● **WHAT YOU WILL DO**
Rewrite the lines below as a JSON list of strings, one string per line and no blank lines, beginning with the line containing "like x=827 y=427." and running through the line containing "x=1158 y=127", both included.

● **DATASET**
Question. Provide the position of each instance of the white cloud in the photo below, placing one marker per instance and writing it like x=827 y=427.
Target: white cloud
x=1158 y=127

==

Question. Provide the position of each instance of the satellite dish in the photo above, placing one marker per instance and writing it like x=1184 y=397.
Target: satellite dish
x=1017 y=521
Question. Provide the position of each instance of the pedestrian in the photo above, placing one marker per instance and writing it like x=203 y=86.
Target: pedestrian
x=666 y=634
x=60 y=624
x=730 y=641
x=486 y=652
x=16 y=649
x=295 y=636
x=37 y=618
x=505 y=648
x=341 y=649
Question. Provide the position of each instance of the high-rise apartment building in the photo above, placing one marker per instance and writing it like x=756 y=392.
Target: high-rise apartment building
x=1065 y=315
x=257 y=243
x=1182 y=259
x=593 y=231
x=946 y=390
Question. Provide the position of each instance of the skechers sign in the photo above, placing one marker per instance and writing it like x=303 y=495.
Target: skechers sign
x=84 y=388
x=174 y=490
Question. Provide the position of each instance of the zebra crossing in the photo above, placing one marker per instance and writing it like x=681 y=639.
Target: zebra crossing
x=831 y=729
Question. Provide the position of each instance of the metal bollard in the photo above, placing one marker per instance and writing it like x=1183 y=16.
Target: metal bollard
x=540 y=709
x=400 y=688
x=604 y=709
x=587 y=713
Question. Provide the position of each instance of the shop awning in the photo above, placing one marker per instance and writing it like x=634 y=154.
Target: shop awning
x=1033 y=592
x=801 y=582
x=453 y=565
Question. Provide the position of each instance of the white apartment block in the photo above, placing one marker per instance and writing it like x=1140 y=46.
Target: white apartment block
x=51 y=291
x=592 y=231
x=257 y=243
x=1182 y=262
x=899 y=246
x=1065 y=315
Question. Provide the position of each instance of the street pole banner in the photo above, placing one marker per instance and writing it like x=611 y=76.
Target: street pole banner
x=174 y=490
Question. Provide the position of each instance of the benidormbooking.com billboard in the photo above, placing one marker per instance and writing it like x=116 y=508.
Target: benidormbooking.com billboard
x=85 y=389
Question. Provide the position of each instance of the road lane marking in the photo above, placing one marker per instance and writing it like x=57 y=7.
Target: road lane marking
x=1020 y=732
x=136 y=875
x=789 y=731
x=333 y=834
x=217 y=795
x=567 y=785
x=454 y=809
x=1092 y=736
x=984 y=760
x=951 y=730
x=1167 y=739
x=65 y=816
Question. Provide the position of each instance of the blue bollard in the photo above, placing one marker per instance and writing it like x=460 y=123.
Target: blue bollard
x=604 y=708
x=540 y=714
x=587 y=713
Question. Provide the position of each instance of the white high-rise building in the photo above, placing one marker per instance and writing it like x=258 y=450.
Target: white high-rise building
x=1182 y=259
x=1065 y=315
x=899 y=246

● **RESPONSE TO THE EXERCISE**
[
  "Question. Provide the position of each instance of the white cloud in the photo below, placing one marker per instance and writing it like x=827 y=427.",
  "Target: white cloud",
  "x=1158 y=127"
]